Task ->
Rewrite everything from the line containing "Task: check that each instance of the hanging" down to the line containing "[(248, 318)]", switching "photo" to "image" and leaving all else unchanged.

Records from a point labeling set
------------------------------

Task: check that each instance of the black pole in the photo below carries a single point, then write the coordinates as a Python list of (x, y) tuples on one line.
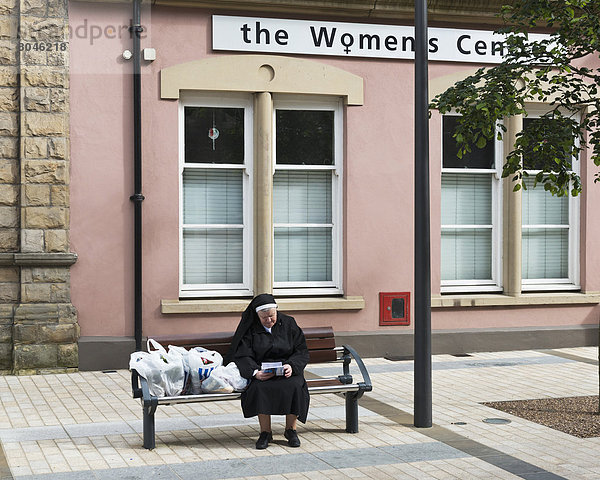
[(137, 198), (422, 264)]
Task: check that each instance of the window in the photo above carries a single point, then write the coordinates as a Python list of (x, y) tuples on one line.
[(215, 226), (471, 200), (550, 234), (217, 243), (307, 197)]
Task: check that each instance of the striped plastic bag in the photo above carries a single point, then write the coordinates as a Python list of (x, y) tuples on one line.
[(202, 362)]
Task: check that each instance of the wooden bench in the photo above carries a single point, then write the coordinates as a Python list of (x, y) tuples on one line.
[(321, 346)]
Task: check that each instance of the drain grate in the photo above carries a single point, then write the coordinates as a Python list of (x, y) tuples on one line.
[(497, 421)]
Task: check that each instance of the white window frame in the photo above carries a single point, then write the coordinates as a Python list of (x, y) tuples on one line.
[(495, 283), (333, 287), (572, 282), (244, 101)]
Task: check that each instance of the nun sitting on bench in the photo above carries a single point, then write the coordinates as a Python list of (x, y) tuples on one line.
[(266, 335)]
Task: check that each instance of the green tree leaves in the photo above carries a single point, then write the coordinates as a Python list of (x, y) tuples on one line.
[(556, 71)]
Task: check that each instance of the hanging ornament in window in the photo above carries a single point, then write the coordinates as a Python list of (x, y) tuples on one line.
[(213, 133)]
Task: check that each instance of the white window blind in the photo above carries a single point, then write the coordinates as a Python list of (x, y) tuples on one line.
[(549, 233), (215, 195), (212, 226), (545, 234), (307, 219), (466, 226), (302, 208), (470, 220)]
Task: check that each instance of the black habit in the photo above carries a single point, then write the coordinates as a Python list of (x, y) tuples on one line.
[(278, 395)]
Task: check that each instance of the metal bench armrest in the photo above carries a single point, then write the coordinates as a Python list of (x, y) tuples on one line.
[(366, 385)]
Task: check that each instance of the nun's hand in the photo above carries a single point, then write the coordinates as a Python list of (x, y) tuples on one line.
[(260, 375)]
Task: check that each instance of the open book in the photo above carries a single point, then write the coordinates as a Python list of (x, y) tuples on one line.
[(275, 367)]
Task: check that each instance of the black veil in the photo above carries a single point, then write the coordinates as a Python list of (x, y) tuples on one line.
[(248, 318)]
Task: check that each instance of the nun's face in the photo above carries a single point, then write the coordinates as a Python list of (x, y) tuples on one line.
[(268, 317)]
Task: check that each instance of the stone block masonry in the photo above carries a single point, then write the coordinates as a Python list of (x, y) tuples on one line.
[(38, 323)]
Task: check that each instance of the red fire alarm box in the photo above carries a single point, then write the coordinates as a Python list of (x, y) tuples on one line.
[(394, 308)]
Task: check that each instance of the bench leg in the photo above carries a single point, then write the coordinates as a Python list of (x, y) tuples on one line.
[(149, 429), (351, 412)]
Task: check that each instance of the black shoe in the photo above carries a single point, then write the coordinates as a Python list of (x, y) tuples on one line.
[(263, 440), (292, 436)]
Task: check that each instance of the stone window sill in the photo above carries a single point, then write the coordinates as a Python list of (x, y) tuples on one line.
[(237, 305), (526, 299)]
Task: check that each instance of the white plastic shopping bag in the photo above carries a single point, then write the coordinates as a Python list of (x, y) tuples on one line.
[(184, 353), (230, 374), (215, 384), (149, 367), (164, 371), (202, 363)]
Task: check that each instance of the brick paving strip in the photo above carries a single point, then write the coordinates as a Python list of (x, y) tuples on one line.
[(4, 470), (570, 356), (472, 448)]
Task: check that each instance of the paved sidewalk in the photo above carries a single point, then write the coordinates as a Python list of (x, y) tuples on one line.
[(87, 426)]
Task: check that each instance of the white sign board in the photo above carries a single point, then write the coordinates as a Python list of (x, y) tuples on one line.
[(304, 37)]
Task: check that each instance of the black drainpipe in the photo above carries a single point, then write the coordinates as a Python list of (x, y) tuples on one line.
[(137, 198)]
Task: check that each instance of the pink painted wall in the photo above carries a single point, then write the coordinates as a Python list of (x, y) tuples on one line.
[(378, 174)]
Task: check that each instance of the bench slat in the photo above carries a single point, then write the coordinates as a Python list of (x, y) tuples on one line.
[(320, 356)]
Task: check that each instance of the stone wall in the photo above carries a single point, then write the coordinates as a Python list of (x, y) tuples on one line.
[(38, 323)]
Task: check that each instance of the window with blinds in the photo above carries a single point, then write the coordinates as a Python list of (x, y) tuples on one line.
[(306, 198), (549, 233), (469, 216), (214, 223)]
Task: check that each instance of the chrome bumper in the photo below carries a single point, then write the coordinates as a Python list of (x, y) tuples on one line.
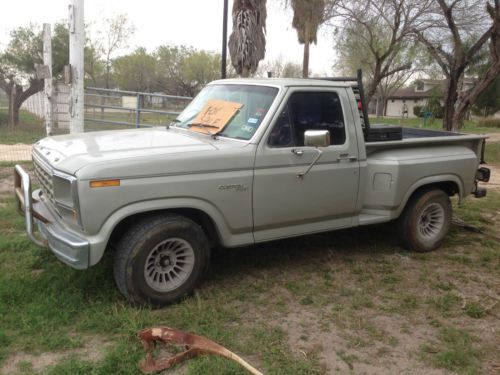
[(68, 247)]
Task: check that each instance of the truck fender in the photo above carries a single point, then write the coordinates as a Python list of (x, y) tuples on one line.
[(100, 240), (428, 181)]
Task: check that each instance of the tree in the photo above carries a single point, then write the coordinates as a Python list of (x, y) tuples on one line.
[(136, 71), (488, 102), (18, 65), (378, 36), (184, 71), (247, 42), (308, 15), (117, 31), (454, 35)]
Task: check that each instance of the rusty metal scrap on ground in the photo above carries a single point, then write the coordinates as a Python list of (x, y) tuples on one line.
[(195, 345)]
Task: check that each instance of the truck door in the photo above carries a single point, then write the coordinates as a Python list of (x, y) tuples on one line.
[(285, 204)]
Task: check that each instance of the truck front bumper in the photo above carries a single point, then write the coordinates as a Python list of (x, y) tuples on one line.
[(66, 245)]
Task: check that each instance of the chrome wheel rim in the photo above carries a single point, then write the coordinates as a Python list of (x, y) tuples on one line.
[(169, 264), (431, 221)]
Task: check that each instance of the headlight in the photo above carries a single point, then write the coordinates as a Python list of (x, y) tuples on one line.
[(66, 196)]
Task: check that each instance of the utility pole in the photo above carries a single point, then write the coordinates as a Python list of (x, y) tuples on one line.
[(224, 41), (76, 60), (47, 61)]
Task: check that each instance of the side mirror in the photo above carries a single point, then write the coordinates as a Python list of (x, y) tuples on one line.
[(317, 138)]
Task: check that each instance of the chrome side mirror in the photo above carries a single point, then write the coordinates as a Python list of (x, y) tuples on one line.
[(317, 138)]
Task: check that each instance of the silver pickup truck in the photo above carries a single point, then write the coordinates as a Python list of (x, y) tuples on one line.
[(292, 161)]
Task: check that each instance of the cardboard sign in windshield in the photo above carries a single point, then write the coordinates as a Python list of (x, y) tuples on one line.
[(214, 116)]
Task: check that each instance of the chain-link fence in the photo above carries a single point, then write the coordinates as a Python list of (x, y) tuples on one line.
[(104, 110)]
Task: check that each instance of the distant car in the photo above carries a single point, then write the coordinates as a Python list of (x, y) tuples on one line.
[(292, 161)]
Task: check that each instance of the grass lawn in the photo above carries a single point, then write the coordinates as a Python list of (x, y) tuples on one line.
[(345, 302)]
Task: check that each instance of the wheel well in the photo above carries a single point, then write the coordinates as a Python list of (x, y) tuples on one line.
[(449, 187), (198, 216)]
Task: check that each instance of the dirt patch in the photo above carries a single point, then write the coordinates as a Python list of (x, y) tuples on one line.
[(17, 152), (93, 350)]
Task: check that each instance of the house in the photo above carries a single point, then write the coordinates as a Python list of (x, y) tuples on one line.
[(417, 94)]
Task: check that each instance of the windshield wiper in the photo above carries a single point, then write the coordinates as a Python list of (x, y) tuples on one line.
[(205, 127), (172, 123)]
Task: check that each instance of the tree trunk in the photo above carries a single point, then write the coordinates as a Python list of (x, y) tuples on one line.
[(305, 62), (449, 104), (381, 104), (17, 96), (245, 72)]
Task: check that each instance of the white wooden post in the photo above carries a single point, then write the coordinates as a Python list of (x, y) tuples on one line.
[(47, 61), (76, 54)]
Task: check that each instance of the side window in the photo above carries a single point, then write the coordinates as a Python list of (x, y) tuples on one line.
[(309, 111), (282, 134)]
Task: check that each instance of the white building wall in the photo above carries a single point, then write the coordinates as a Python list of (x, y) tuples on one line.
[(395, 106)]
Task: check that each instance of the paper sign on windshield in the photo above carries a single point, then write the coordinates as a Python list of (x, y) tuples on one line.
[(214, 116)]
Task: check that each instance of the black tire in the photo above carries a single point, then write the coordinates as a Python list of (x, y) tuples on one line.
[(149, 241), (425, 220)]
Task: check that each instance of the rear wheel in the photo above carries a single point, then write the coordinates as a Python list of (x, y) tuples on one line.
[(161, 259), (425, 221)]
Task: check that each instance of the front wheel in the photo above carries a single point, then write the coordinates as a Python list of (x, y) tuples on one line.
[(425, 220), (161, 259)]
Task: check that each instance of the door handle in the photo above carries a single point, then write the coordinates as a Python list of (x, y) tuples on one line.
[(347, 157)]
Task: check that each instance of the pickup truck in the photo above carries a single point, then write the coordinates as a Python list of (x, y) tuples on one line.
[(292, 161)]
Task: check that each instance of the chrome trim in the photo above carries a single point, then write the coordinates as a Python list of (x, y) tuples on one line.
[(24, 181)]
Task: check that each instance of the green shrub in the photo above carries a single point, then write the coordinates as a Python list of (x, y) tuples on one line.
[(439, 112), (489, 122)]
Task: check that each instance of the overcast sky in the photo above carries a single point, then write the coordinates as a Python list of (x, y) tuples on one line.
[(197, 23)]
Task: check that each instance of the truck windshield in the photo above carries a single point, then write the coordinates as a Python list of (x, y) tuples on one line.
[(255, 102)]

------------------------------

Finished exercise ->
Task: check that each instance of the hanging ornament in window in the image above carries a single point, then write the coordinates as a Python list of (x, y) tuples on one line.
[(213, 133)]
Task: check that each instance of the white window blind in the image above carries a single point, then write the coordinates as a Python list of (x, y) tuples on one line.
[(549, 233), (215, 195), (212, 226), (545, 234), (307, 219), (466, 226), (302, 208), (470, 220)]
Task: check that each instance of the black habit in the image above carries a single point, then write the coordinates as a Python list of (x, y) tuples on one line.
[(278, 395)]
Task: check that each instance of the metal bench armrest in the image above carries a single point, then write the coordinates as a Python list of (x, y) tuples on one line.
[(366, 385)]
Task: check that each instance of the nun's hand in the image above carries a single point, then write the coordinates as a Python list of (x, y) tuples on one line.
[(260, 375)]
Task: check that each instance of the open book in the image above carries a single point, then write the coordinates as a Python list of (x, y) tuples on one line.
[(275, 367)]
Task: check that each instance of the black veil in the image above carries a single point, then write the coordinates as a Python list of (x, y) tuples on one line.
[(248, 318)]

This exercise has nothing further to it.